__TASK PROMPT__: Write out exactly, with no other output, the lines below from the one that contains "Target: fruit stem" through the end.

::: EXTRACTED DATA :::

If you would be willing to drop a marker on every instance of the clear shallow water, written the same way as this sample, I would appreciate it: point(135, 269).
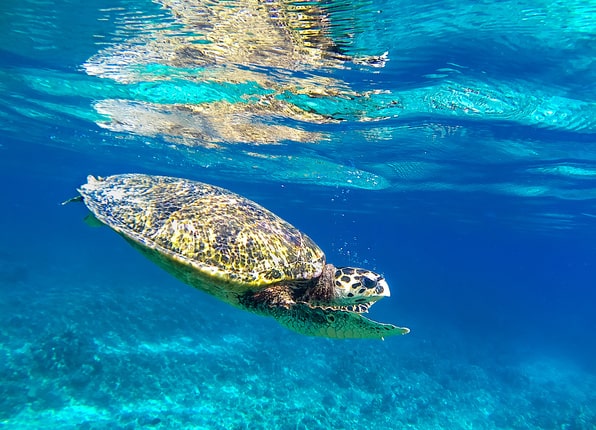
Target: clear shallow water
point(449, 145)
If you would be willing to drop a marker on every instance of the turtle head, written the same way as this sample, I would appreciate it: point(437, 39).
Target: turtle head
point(355, 287)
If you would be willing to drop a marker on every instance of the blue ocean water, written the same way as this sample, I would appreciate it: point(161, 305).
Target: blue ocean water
point(449, 145)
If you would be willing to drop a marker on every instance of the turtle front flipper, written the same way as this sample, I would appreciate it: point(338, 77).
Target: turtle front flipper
point(331, 323)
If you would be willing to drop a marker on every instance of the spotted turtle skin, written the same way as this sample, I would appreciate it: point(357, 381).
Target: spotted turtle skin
point(233, 248)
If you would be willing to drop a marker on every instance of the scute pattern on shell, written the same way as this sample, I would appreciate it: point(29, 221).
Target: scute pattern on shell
point(221, 234)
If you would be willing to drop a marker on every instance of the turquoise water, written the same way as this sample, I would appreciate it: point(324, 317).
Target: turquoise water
point(449, 145)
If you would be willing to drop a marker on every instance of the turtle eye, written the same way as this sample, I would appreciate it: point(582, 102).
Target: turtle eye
point(368, 282)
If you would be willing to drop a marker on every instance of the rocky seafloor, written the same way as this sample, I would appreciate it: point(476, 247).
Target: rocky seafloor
point(79, 350)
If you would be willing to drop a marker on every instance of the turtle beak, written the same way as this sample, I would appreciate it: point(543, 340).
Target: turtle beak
point(382, 288)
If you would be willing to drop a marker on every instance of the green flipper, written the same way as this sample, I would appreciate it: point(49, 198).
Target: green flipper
point(316, 321)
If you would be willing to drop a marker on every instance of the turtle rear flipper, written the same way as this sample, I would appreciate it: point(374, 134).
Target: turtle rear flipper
point(338, 324)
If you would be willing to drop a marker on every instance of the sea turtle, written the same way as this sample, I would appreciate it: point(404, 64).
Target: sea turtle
point(228, 246)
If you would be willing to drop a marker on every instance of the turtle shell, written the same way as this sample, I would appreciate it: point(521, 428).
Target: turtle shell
point(222, 235)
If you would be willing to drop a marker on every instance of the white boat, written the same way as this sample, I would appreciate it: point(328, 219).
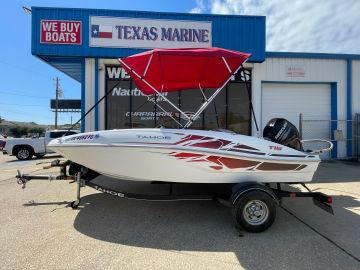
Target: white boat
point(242, 163)
point(185, 155)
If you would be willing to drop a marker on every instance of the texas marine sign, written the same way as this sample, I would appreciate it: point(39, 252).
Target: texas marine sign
point(93, 33)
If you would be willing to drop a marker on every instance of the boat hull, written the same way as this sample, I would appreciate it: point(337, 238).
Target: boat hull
point(124, 154)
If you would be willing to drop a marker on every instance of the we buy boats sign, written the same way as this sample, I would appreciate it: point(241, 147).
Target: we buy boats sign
point(60, 32)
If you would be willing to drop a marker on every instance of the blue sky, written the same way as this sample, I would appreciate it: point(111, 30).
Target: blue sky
point(26, 83)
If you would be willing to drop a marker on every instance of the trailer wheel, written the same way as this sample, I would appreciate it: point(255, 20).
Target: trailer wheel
point(24, 153)
point(254, 211)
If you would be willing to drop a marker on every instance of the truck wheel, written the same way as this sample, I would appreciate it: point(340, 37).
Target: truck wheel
point(254, 211)
point(24, 153)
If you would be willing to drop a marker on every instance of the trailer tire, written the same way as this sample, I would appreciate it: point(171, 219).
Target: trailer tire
point(254, 211)
point(24, 152)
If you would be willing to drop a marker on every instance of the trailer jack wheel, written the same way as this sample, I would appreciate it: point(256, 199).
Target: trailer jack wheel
point(75, 204)
point(254, 211)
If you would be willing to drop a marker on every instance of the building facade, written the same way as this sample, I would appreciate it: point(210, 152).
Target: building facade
point(319, 93)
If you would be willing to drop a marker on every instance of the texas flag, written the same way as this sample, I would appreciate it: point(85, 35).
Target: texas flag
point(101, 31)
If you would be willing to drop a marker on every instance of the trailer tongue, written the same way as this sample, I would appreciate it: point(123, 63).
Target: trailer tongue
point(253, 204)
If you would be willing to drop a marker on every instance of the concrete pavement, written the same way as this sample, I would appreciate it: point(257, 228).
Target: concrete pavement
point(39, 231)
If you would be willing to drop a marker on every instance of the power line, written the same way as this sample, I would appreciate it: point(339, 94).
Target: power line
point(14, 104)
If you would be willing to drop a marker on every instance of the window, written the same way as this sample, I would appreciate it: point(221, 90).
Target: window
point(54, 135)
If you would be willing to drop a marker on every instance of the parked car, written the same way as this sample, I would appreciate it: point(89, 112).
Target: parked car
point(26, 148)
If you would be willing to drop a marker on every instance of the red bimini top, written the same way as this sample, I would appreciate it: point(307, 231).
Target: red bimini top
point(169, 70)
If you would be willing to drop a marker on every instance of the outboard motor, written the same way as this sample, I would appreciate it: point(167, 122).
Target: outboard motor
point(280, 130)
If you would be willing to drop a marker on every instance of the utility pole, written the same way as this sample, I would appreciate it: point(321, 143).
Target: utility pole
point(57, 94)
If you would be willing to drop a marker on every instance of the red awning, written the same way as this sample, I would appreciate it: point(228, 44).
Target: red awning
point(180, 69)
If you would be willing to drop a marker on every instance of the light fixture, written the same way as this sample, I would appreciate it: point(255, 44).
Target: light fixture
point(27, 10)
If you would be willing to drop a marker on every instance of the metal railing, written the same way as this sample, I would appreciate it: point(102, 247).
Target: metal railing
point(334, 131)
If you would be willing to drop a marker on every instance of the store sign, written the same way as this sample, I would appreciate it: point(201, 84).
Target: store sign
point(60, 32)
point(295, 71)
point(145, 33)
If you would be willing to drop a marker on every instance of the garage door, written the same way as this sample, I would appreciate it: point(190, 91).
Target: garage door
point(289, 100)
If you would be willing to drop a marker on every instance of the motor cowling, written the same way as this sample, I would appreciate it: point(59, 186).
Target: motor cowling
point(280, 130)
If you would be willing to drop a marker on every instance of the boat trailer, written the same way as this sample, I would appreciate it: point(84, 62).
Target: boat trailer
point(250, 201)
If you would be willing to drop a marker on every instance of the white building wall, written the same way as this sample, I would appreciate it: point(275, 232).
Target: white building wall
point(316, 70)
point(355, 87)
point(89, 93)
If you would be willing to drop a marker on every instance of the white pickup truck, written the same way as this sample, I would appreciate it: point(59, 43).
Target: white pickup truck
point(26, 148)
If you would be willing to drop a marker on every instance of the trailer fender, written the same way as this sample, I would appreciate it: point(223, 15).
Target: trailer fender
point(240, 189)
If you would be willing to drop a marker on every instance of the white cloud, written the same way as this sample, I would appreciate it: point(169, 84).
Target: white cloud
point(300, 25)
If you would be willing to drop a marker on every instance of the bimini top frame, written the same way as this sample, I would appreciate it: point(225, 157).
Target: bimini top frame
point(160, 71)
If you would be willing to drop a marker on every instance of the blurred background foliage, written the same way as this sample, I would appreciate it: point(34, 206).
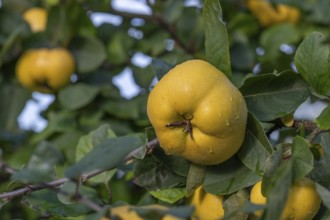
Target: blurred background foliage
point(169, 31)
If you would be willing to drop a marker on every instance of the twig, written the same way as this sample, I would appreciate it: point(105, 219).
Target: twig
point(56, 183)
point(7, 169)
point(157, 20)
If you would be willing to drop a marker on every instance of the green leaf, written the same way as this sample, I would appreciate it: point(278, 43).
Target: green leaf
point(69, 189)
point(195, 177)
point(321, 171)
point(256, 148)
point(234, 205)
point(88, 142)
point(77, 96)
point(173, 11)
point(46, 202)
point(312, 61)
point(41, 165)
point(107, 155)
point(123, 109)
point(269, 96)
point(303, 160)
point(154, 174)
point(281, 183)
point(323, 120)
point(160, 67)
point(228, 177)
point(272, 163)
point(272, 38)
point(10, 22)
point(169, 195)
point(324, 194)
point(13, 100)
point(89, 53)
point(216, 37)
point(143, 76)
point(118, 47)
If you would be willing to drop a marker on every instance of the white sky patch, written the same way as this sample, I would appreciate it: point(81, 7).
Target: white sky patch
point(309, 110)
point(100, 18)
point(125, 82)
point(132, 6)
point(30, 118)
point(141, 60)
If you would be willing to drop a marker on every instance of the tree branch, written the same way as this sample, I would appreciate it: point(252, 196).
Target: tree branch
point(156, 20)
point(57, 183)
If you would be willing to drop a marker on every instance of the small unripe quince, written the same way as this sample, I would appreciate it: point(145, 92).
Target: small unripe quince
point(127, 212)
point(197, 113)
point(36, 18)
point(45, 70)
point(303, 201)
point(268, 15)
point(207, 206)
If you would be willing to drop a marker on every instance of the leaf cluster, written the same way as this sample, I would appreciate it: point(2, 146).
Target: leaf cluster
point(98, 150)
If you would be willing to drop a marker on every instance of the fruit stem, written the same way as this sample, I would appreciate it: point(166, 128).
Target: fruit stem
point(186, 126)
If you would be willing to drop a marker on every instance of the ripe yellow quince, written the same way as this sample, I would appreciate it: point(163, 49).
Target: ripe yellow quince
point(303, 201)
point(197, 113)
point(268, 15)
point(36, 18)
point(207, 206)
point(45, 70)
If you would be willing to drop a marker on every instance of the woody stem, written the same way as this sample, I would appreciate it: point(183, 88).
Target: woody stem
point(185, 124)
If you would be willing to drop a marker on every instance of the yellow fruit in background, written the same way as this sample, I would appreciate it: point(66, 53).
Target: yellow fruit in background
point(45, 70)
point(303, 201)
point(268, 15)
point(197, 113)
point(207, 206)
point(36, 18)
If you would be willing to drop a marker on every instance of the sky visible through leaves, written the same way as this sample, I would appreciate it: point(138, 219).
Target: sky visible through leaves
point(30, 118)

:::

__PROBLEM SOLUTION__:
Target: fruit stem
point(186, 126)
If you would be willing to drop a marker on every instance of the ripe yellow quince, written the same way as this sample, I would appreciate it: point(163, 49).
Target: ripe yellow quince
point(303, 201)
point(197, 113)
point(268, 15)
point(36, 18)
point(207, 206)
point(45, 70)
If you would be willing to drop a marker on every instance of the woody stem, written the same way as this sample, I would appreciate it: point(183, 88).
Target: woody stem
point(185, 124)
If you would be willing to drop a marker on every instance of the yellow fruit in background, written the same way as this sample, I would appreciate it: point(66, 53).
Target: yellow fruit in background
point(45, 70)
point(303, 201)
point(268, 15)
point(197, 113)
point(207, 206)
point(36, 18)
If you would be willing to drop a marker on every instance of the sky visible through leaves, written the same way as this sample, I would appreciate it: point(138, 219).
Target: sky visible through leaves
point(30, 118)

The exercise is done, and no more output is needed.